* [JOBS]
1 – In the SeaBIOS APIC ID patch discussion, what data structure holds the list of APIC IDs present on boot?
2 – Go on with the SeaBIOS APIC ID patch discussion from where it stops.

* [SELECTED PASSAGE]
Eduardo Habkost - July 26, 2012, 2:16 p.m.
On Thu, Jul 26, 2012 at 09:08:40AM +0300, Gleb Natapov wrote:
> On Wed, Jul 25, 2012 at 03:42:21PM -0300, Eduardo Habkost wrote:
> > On Mon, Jul 23, 2012 at 03:20:14PM +0300, Gleb Natapov wrote:
> > > On Fri, Jul 20, 2012 at 02:04:50PM -0300, Eduardo Habkost wrote:
> > > > Extract Local APIC IDs directly from the CPUs, and instead of check for
> > > > "i < CountCPUs", check if the APIC ID was present on boot, when building
> > > > ACPI tables and the MP-Table.
> > > > 
> > > > This keeps ACPI Processor ID == APIC ID, but allows the
> > > > hardware<->SeaBIOS interface be completely APIC-ID based and not depend
> > > > on any other kind of "CPU identifier". This way, SeaBIOS may change the
> > > > way ACPI Processor IDs are chosen in the future.
> > > > 
> > > > As currently SeaBIOS supports only xAPIC and not x2APIC, the list of
> > > > present-on-boot APIC IDs is a 256-bit bitmap. If one day SeaBIOS starts
> > > > to support x2APIC, the data structure used to enumerate the APIC IDs
> > > > will have to be changed (but this is an internal implementation detail,
> > > > not visible to the OS or on any hardware<=>SeaBIOS interface).
> > > > 
> > > > For current QEMU versions (that always make the APIC IDs contiguous),
> > > > the OS-visible behavior and resulting ACPI tables should be exactly the
> > > > same. This patch will simply allow QEMU to start setting non-contiguous
> > > > APIC IDs (that is a requirement for some sockets/cores/threads topology
> > > > settings).

* [MATERIAL SHOWN]
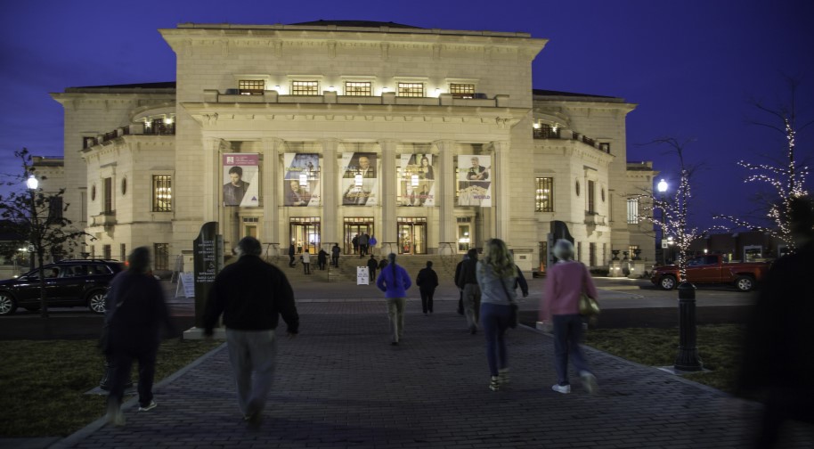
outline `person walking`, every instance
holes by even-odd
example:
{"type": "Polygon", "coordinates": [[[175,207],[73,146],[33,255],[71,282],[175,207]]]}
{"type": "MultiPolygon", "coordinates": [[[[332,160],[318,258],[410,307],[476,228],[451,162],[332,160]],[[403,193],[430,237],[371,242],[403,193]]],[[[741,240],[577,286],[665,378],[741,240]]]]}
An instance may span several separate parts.
{"type": "Polygon", "coordinates": [[[150,249],[139,247],[127,257],[128,268],[110,282],[105,298],[105,353],[110,356],[113,370],[108,395],[107,418],[113,425],[125,425],[121,411],[125,384],[130,377],[133,360],[139,363],[139,412],[156,407],[152,384],[156,355],[161,342],[161,330],[174,333],[164,290],[149,274],[150,249]]]}
{"type": "Polygon", "coordinates": [[[404,334],[404,308],[407,306],[407,290],[412,285],[407,270],[395,263],[395,254],[387,255],[387,269],[381,271],[376,286],[385,292],[387,299],[387,316],[390,318],[390,332],[393,346],[398,346],[404,334]]]}
{"type": "Polygon", "coordinates": [[[311,274],[311,253],[308,252],[308,249],[303,251],[303,255],[299,258],[303,261],[303,273],[311,274]]]}
{"type": "Polygon", "coordinates": [[[571,393],[568,381],[568,358],[577,369],[582,388],[597,393],[597,378],[590,371],[580,343],[582,339],[582,320],[580,316],[580,295],[585,292],[597,298],[597,288],[588,268],[574,260],[574,244],[558,240],[554,245],[554,256],[559,259],[546,274],[545,294],[540,305],[541,321],[545,327],[553,326],[554,365],[557,383],[551,389],[558,393],[571,393]]]}
{"type": "Polygon", "coordinates": [[[433,270],[433,261],[427,261],[427,267],[422,268],[416,276],[416,285],[419,286],[419,291],[421,293],[421,310],[424,315],[427,316],[433,313],[433,295],[435,293],[435,287],[438,286],[438,274],[433,270]]]}
{"type": "Polygon", "coordinates": [[[330,262],[337,268],[339,267],[339,253],[342,252],[342,249],[339,248],[338,243],[334,243],[333,247],[330,249],[330,262]]]}
{"type": "Polygon", "coordinates": [[[517,265],[501,239],[486,242],[484,258],[477,262],[477,285],[481,290],[481,324],[486,336],[489,389],[497,391],[509,383],[506,330],[511,324],[511,305],[517,300],[512,288],[517,279],[517,265]]]}
{"type": "Polygon", "coordinates": [[[279,317],[287,324],[289,338],[299,331],[291,285],[279,268],[260,258],[260,250],[254,237],[238,242],[240,258],[215,278],[203,314],[206,336],[212,336],[224,315],[238,406],[253,428],[260,425],[273,381],[279,317]]]}
{"type": "Polygon", "coordinates": [[[328,252],[324,248],[321,248],[320,252],[316,254],[316,264],[319,265],[320,270],[325,269],[325,265],[328,264],[328,252]]]}
{"type": "Polygon", "coordinates": [[[297,250],[294,249],[294,243],[291,243],[289,245],[289,266],[297,265],[297,261],[294,260],[295,254],[297,254],[297,250]]]}
{"type": "Polygon", "coordinates": [[[368,259],[368,274],[370,275],[370,285],[376,285],[376,269],[379,268],[379,262],[372,254],[368,259]]]}
{"type": "Polygon", "coordinates": [[[480,314],[481,290],[477,285],[477,249],[467,251],[467,260],[460,265],[458,282],[455,282],[463,290],[463,308],[467,317],[469,333],[477,333],[478,315],[480,314]]]}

* [RESPONSES TO THE TASKS]
1 – A 256-bit bitmap.

2 –
> > > > 
> > > > Changes v1 -> v2:
> > > >  - Use size suffixes on all asm instructions on smp.c
> > > >  - New patch description
> > > > 
> > > > Signed-off-by: Eduardo Habkost <ehabkost@redhat.com>
> > > > ---
> > > >  src/acpi-dsdt.dsl |    4 +++-
> > > >  src/acpi.c        |    9 +++++----
> > > >  src/mptable.c     |    2 +-
> > > >  src/smp.c         |   17 +++++++++++++++++
> > > >  src/util.h        |    1 +
> > > >  5 files changed, 27 insertions(+), 6 deletions(-)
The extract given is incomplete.